To demonstrate our techniques on real data, we looked at a set of event logs for a loan approval process for a bank in the Netherlands (for the bank data see Reference [42] and references therein). The data set contains event logs for 13,087 loan applications. Each event log contains the hidden process model activities (reviewing application at each ti, calling customer for information, etc.). Additionally, each log contains IDs and timestamps indicating when each bank employee is actively accessing the application. We sample the the sequence of the 48 unique employee IDs accessing each application as our our observable resource. The final loan outcome for each log is also included (e.g., acceptance, rejection).

The true loan application process is very complicated, since there are different paths a loan might take through the process (e.g., it might get accepted or rejected). Real procedures do not necessarily adhere to an acyclic process as it is possible to return to an activity previously completed. Also, there are long time gaps (e.g., breaks, evenings, waiting for customer response, etc.) between activities and within activities, and there are activities that show up in some runs of the process but not others (e.g., sometimes an application is investigated for fraud, sometimes it is not). To simplify the modeling, we consider a subset of the loan application data. First, we only consider loans that made it to final approval (there are 2,446 of 13,087 such applications).

WHAT TO WORK ON:
[1] List each distinct number that appears in the loan approval passage.
[2] Go on with the loan approval passage, beginning right after its last sentence.
The entries that come after this point are separate material and are not part of the loan approval passage.

PROVIDED MATERIAL:
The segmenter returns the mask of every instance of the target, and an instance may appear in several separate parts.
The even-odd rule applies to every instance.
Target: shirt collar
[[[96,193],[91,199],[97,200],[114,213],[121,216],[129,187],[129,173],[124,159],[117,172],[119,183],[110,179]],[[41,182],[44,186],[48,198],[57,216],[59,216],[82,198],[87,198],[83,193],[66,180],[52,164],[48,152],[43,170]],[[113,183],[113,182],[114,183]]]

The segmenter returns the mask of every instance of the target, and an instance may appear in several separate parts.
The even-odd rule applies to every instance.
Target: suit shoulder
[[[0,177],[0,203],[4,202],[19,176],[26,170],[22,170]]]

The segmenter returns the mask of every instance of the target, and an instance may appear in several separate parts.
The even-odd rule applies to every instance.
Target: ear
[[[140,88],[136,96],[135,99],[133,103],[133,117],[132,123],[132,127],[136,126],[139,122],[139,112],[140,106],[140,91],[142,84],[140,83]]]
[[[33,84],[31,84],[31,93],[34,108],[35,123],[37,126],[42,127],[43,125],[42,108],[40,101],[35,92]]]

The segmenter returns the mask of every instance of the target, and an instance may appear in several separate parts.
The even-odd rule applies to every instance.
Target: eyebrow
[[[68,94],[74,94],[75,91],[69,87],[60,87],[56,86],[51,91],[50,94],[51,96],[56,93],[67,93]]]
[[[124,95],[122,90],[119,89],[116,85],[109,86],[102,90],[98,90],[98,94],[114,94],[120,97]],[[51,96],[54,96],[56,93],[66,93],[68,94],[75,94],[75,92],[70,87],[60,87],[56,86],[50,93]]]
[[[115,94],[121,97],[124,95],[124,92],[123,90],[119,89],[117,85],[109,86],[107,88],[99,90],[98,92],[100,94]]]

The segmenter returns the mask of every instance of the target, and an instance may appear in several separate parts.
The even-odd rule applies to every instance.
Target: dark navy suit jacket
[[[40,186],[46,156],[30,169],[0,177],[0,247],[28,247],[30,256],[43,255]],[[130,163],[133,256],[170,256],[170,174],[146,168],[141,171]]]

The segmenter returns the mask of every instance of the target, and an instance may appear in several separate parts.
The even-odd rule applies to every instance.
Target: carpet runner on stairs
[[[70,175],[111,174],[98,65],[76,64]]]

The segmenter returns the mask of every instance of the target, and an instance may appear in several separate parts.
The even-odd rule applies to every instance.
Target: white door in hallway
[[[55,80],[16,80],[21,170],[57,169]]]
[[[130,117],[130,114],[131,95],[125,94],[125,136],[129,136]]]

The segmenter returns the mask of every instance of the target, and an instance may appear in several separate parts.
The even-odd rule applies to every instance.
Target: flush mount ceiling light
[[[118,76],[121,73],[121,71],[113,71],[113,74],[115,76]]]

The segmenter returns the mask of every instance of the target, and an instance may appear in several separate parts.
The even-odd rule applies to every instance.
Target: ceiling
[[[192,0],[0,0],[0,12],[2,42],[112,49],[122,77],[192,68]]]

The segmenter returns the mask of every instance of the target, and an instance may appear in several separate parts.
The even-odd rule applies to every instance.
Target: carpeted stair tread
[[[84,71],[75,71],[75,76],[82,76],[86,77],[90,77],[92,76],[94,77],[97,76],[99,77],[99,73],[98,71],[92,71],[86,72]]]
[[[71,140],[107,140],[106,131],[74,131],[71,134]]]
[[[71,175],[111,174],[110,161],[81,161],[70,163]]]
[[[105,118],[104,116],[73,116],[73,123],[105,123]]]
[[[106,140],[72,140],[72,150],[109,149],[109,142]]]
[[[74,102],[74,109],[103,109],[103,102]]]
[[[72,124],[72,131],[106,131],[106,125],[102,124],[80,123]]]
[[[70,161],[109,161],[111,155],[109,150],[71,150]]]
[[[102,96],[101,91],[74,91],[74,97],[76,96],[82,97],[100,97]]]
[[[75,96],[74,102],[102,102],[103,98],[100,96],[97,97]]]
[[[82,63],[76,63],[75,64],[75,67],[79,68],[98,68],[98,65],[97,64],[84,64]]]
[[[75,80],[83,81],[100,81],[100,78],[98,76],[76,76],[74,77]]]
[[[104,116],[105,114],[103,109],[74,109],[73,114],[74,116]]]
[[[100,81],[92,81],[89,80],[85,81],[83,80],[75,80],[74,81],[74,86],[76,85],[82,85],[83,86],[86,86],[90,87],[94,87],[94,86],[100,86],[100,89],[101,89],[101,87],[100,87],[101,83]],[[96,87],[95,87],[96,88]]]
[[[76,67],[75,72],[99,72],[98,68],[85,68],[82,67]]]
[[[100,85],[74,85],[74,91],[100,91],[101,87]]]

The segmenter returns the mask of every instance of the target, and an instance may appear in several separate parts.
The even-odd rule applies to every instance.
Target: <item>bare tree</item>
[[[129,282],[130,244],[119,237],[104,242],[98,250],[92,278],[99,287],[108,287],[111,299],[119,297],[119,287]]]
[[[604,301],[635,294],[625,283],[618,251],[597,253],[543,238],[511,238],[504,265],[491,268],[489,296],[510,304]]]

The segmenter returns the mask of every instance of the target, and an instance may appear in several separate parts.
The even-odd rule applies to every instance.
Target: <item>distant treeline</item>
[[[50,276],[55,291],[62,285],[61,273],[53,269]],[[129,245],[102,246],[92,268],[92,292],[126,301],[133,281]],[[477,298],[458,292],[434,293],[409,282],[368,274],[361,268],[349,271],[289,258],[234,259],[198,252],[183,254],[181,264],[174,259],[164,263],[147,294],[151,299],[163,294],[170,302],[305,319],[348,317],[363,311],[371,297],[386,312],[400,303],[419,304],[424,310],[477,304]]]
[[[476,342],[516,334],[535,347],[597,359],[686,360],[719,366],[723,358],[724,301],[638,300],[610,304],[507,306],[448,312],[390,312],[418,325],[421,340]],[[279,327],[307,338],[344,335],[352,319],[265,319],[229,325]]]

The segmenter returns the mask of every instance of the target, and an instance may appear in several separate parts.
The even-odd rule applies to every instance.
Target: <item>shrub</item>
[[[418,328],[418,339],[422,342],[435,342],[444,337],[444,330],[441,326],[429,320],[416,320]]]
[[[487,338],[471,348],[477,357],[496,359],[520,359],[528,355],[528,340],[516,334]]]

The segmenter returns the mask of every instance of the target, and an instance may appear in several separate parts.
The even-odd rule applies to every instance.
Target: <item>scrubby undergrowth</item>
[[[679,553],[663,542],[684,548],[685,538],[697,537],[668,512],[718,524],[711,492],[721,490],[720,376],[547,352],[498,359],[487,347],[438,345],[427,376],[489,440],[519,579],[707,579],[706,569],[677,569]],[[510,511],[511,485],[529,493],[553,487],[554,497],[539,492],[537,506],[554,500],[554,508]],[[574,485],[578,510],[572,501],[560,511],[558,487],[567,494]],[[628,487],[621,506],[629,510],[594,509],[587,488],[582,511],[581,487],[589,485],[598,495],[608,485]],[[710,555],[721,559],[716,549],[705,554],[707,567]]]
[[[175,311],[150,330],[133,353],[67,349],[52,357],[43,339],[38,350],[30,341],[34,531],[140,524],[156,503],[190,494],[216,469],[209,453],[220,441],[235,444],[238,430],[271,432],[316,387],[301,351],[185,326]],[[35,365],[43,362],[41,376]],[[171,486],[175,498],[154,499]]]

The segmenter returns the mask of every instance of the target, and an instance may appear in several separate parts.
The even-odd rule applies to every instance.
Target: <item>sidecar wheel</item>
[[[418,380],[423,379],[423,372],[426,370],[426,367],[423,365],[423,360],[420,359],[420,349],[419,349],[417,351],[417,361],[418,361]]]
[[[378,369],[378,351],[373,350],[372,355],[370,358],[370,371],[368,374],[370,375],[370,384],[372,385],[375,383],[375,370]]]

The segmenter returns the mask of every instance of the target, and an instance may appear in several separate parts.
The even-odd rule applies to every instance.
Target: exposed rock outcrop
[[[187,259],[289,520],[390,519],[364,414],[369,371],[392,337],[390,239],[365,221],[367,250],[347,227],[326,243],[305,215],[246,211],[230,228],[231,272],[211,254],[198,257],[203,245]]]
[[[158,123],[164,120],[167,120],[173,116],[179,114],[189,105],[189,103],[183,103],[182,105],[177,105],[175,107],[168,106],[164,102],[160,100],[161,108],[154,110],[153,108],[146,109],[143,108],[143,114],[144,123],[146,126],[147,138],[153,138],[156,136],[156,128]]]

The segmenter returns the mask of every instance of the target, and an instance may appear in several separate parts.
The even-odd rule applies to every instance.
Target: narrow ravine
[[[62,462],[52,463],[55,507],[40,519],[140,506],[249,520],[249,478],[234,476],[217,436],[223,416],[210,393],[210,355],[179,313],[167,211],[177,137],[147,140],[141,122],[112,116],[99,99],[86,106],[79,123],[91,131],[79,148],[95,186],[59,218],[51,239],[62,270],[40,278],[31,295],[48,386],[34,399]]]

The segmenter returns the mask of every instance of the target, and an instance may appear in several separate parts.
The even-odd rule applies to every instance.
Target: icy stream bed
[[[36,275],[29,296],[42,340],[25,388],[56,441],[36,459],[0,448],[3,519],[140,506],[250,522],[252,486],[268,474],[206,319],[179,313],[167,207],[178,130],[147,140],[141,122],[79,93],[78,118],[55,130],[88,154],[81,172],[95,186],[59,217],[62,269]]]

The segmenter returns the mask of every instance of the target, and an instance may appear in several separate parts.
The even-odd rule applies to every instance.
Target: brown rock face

THE RESULTS:
[1] 42, 13,087, 48, 2,446

[2]
Of the approved applications, we only consider applications that adhere to the process model diagram in Figure 7(a). The first activity, Handling Leads, refers to bank agents determining whether the applicant is someone the bank already had a lead on. In the second activity, Complete Application, the bank employees ensure the completeness of the loan application, seek out additional information from the customer, and complete any parts of the application required on behalf of the bank. The Initial Offer, is the bank making an initial offer to patrons. After an initial offer two activities can happen simultaneously. If the customer is not satisfied with the initial offer, then they can ask the employees to reassess the application. While this reassessment is happening, employees may call the customer for additional information. Of the 2,446 approved loans, 347 cases match this ordering of activities.

Fig. 7.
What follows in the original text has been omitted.